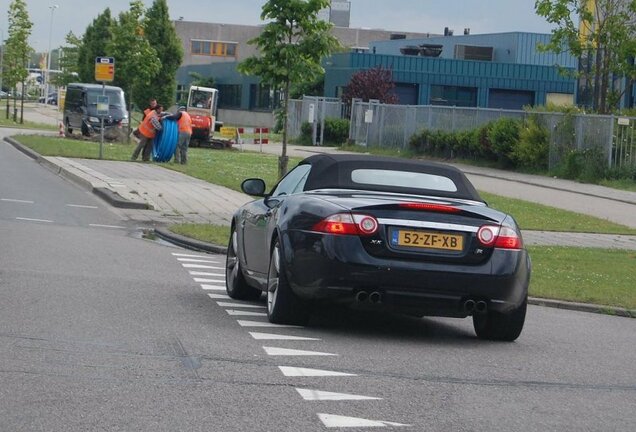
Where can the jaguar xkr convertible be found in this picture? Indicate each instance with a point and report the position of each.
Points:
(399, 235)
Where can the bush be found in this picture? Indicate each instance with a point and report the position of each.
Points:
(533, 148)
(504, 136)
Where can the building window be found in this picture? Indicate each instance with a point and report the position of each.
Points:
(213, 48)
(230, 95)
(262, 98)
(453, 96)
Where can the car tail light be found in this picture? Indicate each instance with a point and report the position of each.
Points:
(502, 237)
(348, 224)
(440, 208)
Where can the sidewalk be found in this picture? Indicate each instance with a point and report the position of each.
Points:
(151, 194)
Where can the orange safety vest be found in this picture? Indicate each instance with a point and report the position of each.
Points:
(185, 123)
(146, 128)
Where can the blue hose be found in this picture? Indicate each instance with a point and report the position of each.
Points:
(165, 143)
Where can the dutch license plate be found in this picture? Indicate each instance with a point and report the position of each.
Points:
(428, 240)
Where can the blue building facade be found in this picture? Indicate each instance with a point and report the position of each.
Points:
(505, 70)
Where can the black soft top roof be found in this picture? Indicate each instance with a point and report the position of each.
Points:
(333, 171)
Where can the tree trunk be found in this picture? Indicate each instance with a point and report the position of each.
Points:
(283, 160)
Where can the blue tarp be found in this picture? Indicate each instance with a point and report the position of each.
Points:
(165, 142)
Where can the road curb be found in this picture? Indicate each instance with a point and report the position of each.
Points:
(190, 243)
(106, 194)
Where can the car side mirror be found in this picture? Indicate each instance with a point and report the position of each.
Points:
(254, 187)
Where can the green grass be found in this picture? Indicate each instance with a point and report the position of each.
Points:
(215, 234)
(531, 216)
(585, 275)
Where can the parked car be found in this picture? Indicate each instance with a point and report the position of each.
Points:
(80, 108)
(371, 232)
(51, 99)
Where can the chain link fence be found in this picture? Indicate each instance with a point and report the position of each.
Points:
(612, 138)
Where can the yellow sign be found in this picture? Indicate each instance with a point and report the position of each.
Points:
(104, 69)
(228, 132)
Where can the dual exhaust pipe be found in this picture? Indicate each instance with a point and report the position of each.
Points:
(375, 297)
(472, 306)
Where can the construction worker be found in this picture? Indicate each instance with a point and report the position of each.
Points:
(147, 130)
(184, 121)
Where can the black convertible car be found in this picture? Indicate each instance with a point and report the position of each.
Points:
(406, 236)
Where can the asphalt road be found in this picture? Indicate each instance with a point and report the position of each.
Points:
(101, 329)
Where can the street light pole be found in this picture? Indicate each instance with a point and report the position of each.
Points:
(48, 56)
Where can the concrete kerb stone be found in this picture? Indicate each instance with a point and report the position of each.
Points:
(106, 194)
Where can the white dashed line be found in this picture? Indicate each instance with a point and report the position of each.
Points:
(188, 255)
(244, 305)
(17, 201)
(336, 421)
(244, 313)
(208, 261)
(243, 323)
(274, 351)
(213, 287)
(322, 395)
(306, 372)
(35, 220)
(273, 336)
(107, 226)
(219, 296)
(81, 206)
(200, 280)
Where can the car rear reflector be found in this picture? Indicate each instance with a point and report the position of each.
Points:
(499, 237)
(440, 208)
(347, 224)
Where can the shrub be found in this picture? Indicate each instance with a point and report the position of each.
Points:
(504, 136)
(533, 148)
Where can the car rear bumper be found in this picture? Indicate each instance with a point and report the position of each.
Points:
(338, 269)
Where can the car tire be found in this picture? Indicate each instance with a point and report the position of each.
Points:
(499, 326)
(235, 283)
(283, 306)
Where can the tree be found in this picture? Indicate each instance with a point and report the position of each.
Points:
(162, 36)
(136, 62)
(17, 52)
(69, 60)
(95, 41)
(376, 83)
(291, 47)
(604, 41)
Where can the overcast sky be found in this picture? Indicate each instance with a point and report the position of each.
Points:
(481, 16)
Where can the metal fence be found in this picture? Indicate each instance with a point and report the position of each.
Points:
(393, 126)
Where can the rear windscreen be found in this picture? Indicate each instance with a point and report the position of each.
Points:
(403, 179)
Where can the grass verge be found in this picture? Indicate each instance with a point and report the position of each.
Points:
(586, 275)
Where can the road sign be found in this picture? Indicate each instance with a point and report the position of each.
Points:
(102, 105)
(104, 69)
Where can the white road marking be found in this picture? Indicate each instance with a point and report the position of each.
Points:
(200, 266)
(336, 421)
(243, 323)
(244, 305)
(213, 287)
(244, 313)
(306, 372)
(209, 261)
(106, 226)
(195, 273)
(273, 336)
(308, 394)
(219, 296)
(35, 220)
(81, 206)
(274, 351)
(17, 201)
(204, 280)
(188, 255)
---
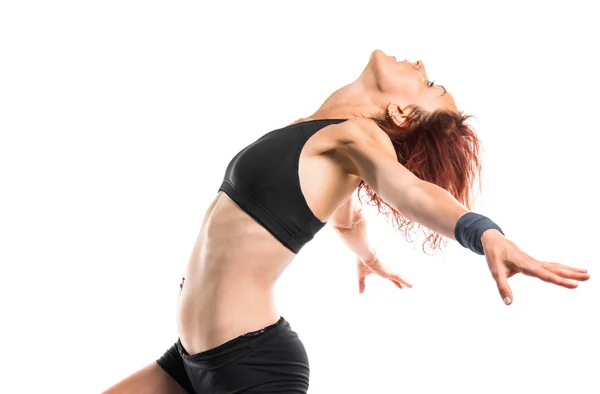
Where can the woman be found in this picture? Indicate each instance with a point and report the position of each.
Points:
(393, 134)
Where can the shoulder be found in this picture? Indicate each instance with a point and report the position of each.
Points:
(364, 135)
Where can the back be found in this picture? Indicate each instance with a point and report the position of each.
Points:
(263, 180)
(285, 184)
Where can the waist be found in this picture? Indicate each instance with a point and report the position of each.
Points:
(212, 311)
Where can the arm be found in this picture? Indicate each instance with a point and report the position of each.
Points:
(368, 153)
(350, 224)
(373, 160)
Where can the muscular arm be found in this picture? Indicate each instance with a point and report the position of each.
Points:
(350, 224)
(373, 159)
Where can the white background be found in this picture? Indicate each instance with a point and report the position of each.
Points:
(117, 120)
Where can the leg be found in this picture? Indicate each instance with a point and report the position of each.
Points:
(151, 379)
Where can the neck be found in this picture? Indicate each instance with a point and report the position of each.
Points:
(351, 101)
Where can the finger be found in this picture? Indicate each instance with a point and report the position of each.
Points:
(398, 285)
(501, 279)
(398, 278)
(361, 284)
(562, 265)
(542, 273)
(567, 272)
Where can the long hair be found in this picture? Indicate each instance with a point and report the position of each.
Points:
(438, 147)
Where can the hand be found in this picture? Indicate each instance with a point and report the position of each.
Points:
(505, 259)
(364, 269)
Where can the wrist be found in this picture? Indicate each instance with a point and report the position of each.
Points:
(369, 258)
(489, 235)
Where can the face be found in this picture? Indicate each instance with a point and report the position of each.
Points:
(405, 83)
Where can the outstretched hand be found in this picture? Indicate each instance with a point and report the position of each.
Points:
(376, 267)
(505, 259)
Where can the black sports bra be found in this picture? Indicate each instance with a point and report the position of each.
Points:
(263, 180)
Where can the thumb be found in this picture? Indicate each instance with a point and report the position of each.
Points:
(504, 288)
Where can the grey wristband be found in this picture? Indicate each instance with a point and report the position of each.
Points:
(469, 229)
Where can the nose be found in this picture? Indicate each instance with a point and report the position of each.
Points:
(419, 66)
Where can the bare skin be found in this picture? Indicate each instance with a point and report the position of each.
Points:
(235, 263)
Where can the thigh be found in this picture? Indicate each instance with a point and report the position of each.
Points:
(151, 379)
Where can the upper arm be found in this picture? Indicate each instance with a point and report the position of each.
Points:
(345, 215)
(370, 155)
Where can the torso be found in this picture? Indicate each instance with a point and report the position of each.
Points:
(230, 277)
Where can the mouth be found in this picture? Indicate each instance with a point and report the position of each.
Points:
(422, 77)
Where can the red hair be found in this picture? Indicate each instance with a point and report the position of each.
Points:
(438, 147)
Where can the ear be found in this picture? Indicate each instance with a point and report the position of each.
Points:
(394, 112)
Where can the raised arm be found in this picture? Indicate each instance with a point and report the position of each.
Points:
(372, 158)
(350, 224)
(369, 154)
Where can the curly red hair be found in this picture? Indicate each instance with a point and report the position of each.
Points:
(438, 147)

Work instruction:
A number is the only answer here: how many lines of the material above contain "hand"?

Answer box:
2